Pointing and labeling entries
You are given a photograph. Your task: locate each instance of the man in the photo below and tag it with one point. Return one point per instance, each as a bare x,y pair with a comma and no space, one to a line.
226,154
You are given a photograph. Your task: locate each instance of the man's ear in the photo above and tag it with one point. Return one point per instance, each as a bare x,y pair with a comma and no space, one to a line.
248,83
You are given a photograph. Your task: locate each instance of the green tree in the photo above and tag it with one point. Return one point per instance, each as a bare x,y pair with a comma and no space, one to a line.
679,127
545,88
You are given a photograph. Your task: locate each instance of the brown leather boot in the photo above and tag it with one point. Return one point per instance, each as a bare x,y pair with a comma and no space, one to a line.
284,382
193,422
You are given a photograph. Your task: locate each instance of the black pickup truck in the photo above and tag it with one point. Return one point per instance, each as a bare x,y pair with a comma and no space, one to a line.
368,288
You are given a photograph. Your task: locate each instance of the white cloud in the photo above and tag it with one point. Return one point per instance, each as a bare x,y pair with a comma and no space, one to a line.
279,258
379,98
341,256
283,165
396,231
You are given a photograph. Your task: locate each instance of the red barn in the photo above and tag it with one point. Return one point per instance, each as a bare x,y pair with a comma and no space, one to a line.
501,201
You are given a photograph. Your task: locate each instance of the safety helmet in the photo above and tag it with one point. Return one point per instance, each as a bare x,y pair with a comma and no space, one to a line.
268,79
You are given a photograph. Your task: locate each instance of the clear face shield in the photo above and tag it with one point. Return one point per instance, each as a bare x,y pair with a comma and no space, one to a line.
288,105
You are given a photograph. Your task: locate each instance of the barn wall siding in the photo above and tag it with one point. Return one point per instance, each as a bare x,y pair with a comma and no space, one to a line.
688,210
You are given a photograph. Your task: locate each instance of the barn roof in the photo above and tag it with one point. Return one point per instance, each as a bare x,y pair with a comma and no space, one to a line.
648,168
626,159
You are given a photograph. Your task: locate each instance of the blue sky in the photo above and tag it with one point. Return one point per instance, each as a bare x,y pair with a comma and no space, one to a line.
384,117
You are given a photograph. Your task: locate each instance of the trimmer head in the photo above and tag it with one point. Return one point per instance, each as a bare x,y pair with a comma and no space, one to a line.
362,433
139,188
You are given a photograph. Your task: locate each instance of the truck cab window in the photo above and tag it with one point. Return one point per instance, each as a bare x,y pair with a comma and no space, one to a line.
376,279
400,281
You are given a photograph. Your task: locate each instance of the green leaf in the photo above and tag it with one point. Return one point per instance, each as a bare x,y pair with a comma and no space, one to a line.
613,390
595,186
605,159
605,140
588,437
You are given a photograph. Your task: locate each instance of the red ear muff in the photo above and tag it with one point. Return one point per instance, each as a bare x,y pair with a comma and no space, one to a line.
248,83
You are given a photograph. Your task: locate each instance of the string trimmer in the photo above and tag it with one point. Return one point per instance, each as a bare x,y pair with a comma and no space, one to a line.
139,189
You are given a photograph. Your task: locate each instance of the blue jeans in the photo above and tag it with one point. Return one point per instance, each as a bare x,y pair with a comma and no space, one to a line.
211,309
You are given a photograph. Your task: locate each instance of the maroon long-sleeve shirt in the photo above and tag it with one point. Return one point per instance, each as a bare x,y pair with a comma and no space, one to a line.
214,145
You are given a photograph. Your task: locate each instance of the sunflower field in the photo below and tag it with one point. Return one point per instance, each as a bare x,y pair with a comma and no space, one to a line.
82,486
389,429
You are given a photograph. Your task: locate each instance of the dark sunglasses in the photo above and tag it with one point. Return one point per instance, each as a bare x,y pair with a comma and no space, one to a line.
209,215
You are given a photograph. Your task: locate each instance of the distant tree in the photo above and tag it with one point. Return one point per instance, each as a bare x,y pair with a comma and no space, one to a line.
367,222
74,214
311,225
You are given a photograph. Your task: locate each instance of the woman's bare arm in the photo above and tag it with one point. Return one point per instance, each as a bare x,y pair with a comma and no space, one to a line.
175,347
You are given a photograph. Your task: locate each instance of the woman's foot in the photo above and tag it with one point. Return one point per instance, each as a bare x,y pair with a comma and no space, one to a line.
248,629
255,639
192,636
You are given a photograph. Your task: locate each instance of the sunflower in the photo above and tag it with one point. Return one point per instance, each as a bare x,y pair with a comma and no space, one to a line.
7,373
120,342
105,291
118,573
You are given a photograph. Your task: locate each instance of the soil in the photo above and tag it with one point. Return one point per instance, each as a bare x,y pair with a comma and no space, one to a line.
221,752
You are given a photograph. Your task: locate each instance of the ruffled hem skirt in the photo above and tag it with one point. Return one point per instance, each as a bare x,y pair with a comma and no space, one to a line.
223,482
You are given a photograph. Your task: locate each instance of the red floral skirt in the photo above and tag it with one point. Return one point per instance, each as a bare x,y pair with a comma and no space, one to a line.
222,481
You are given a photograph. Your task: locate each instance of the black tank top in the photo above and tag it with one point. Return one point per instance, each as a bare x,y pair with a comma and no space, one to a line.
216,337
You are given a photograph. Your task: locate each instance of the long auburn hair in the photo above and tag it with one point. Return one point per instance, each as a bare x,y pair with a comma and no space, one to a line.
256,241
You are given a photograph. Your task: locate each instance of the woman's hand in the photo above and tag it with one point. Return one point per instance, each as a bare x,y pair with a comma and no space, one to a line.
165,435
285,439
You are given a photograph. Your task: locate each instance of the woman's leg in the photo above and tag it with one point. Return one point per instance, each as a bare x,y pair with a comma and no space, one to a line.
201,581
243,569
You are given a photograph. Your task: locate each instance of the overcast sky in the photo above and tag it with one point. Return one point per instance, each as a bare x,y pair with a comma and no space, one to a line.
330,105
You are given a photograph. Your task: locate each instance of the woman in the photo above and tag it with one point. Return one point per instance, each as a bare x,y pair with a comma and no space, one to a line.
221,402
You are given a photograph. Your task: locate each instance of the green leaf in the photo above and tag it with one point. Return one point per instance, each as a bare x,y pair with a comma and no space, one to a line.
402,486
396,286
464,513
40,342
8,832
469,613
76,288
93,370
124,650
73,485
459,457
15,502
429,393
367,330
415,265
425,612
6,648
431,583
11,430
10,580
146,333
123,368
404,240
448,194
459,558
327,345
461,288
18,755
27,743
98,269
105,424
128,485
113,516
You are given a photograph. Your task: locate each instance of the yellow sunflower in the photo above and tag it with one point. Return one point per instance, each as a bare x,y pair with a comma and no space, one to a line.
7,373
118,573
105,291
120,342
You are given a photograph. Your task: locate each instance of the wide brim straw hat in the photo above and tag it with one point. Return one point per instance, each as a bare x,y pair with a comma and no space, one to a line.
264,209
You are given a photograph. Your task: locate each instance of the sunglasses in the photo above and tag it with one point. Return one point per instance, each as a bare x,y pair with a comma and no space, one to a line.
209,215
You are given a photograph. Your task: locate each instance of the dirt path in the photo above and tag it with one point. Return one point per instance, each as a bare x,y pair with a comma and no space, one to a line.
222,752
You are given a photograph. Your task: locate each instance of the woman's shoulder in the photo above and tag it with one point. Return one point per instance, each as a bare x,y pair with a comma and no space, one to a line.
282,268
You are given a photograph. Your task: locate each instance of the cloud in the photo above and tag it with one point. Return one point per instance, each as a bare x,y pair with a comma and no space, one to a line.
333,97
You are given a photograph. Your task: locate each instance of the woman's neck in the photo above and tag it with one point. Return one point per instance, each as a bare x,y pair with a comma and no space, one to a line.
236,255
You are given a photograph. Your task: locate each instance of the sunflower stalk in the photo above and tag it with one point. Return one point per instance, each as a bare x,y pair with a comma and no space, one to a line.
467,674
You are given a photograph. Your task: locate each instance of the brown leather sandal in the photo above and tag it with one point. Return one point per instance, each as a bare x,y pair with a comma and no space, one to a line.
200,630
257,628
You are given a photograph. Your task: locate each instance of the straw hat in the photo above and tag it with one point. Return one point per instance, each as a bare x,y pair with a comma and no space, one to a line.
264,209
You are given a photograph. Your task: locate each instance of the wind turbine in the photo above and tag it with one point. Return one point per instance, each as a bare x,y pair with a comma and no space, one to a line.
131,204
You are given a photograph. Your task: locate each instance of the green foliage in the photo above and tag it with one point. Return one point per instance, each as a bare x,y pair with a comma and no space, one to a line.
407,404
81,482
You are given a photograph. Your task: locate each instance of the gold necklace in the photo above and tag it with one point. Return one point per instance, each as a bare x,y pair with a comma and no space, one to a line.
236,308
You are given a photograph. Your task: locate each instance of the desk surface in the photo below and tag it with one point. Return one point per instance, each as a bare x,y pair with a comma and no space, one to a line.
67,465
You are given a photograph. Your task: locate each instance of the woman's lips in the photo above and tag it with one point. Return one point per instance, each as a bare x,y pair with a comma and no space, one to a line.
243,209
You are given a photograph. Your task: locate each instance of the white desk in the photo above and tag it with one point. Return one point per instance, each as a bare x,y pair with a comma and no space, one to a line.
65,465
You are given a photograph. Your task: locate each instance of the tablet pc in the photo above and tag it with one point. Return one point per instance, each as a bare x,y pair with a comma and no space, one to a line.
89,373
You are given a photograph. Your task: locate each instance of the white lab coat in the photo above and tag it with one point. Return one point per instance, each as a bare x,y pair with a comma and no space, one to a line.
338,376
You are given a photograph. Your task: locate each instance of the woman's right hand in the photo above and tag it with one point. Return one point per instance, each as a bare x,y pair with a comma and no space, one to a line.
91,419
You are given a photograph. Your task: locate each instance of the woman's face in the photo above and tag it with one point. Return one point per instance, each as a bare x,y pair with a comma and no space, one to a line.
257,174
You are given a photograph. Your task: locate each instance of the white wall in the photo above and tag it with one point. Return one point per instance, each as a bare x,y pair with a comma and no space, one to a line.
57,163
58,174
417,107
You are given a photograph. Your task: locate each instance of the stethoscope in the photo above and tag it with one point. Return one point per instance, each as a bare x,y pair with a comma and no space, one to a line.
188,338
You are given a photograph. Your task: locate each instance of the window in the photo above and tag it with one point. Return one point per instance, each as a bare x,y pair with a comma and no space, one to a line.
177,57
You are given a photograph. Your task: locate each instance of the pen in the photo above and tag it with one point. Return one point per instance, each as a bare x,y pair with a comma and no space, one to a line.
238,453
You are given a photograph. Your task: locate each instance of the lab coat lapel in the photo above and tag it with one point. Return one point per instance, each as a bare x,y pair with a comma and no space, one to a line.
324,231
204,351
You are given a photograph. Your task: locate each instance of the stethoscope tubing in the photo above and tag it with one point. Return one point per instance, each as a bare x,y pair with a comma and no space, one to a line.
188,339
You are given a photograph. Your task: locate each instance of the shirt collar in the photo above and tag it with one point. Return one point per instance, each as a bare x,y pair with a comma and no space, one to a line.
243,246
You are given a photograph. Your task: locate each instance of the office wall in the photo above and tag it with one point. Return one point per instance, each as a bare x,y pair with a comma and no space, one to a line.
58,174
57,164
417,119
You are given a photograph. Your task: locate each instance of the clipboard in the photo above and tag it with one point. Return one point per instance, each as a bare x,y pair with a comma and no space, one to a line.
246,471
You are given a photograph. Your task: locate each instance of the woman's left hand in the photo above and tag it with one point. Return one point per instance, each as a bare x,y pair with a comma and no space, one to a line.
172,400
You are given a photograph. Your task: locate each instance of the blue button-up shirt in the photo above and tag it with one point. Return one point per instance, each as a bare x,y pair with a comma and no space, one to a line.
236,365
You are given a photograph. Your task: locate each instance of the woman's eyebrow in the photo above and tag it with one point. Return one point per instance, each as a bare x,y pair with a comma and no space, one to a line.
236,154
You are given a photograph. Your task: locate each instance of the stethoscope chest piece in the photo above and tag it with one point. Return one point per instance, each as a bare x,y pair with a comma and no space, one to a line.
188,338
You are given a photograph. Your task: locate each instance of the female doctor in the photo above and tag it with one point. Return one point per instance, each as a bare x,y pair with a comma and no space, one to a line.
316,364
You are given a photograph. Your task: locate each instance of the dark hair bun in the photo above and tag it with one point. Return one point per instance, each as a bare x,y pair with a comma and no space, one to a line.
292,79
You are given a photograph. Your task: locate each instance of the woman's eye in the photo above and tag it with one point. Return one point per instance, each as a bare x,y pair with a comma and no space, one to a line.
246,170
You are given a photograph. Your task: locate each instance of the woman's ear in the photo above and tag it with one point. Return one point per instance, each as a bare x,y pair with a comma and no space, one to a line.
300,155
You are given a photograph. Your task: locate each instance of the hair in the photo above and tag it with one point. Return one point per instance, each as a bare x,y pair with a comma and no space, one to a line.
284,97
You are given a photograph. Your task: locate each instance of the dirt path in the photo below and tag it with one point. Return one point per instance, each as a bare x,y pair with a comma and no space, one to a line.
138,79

DIRECTIVE
The line containing "woman's eye in" marks the start; retype it and each line after it through the end of the records above, exactly.

FINAL RESULT
You are given a photograph. Your task: locate each instance of the woman's eye in the photo above and tag it with one point. Return one point per instance, each as a bare x,y pair with a comma and no space, one to a line.
246,170
You are given a photograph. Your task: locate each instance of the woman's ear in the photo above and tag it with one point. Return one point per instance, each as a bare x,y pair with a comma and no space, one to a line.
300,155
You are given a photograph. Your task: locate each instance of the hair in the photo above and tag it with one point. Return one point per instance, each as a bare x,y pair with a comma and no space, one to a line.
284,97
You are given a photograph. Your task: locate each instance of the dirt path in the photo below and tag it with one point. Return one point per instance, each as a bare x,y pair with a comma and no space, one to a line.
138,79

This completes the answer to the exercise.